*TEXT UNDER STUDY*
>>
The gradually gain of knowledge in PBL makes that in the very beginning, problem solving is minimal or absent in the course, but becomes more important as students will get more knowledge.
Remark. Problem solving is also enabled in other learning situations without real patients. With the help of simulated patients and written or computer simulations the student is invited to solve these kind of problems. In many universities students are confronted with these models. Since these models are very expensive to develop we are not discussing these learning formats for problem solving in detail.
For illustrative puposes we compare PBL and problem solving in table 11.
Pattern Recognition
In medical literature there is a continuous debate about to what extent the hypotheses formulation is used in problem solving or medical reasoning, and to what extent immediate recognition of the characteristics of a problem is used.
Medical problems may vary from very simple ones, like Peter and Cecila to very complex ones, like Olumide.
In some problems the data or information are ambiguous and conflicting. Some patients have patches that are itchy, scaly but sensitive to touch, other patches however are rough but insensitive to touch and it takes then a lot of different possible strategies to solve the patient's case, like we saw in the case of Richard. In such problems the formulation of hypotheses is very important for developing the inquiry strategy; they form the pilots for the investigation to find appropriate data to support or reject assumptions . But this strategy; hypothesis formulation and medical reasoning may not be very adequate for every problem.
Sometimes problems can be recognised and diagnosed by means of visual patterns immediately. (pattern-recognition). For example handwritings. Everybody has a different way of writing but we can read the same letters and words. In TB and leprosy a lot of diagnosis can be made by recognition of distinctive visual signs. For example a cachetic man (severe weight loss) who coughs with mucopurulent sputum with streaks of blood in it maybe to be suspected to have TB. Similarly, a lady with loss of eyebrows, eyelashes and collapsed bridge of the nose maybe regarded as having lepromatous leprosy until proved otherwise. In general medicine, patterns in the ECG or EEG are commonly used for diagnosis and the abnormalities are diagnosed made by this recognition because there are many distinctive of visual signs.
<<
*DATA EXTRACT*
>>
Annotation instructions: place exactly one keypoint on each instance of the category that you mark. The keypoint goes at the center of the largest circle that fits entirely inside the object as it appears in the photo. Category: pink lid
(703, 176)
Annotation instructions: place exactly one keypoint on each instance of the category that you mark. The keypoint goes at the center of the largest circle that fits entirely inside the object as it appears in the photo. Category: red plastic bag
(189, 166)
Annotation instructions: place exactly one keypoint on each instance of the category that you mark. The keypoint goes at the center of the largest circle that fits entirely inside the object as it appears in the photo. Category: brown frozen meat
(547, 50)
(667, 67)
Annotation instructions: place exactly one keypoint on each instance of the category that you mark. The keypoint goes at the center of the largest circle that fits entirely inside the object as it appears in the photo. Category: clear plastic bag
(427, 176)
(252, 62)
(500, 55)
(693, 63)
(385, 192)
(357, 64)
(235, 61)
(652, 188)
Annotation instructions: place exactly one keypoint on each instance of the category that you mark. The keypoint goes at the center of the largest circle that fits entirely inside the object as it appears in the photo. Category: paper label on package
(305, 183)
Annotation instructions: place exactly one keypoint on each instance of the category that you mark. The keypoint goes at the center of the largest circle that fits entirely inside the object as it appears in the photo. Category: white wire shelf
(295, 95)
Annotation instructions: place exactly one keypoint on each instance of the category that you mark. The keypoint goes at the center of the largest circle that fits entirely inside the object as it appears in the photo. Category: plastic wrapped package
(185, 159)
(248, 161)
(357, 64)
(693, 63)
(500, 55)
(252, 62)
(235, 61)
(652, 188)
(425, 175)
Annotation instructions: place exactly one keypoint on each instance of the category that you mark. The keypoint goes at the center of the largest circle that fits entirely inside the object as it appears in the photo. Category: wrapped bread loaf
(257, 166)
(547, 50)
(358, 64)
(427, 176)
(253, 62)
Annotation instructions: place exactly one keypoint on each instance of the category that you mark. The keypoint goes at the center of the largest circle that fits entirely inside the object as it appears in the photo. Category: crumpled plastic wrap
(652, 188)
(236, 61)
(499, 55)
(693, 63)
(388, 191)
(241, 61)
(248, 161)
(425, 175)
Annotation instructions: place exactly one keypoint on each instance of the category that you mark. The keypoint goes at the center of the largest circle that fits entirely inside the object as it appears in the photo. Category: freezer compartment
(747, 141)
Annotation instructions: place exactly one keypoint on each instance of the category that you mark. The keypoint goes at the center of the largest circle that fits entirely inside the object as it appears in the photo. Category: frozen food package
<<
*WHAT TO WORK ON*
Rewrite the part of the problem-solving passage that begins at the words "Remark. Problem solving" and ends after "solving in detail.", changing "expensive" to "costly". The records come from a different source than the text.

*SOLUTION TO THIS PROBLEM*
Remark. Problem solving is also enabled in other learning situations without real patients. With the help of simulated patients and written or computer simulations the student is invited to solve these kind of problems. In many universities students are confronted with these models. Since these models are very costly to develop we are not discussing these learning formats for problem solving in detail.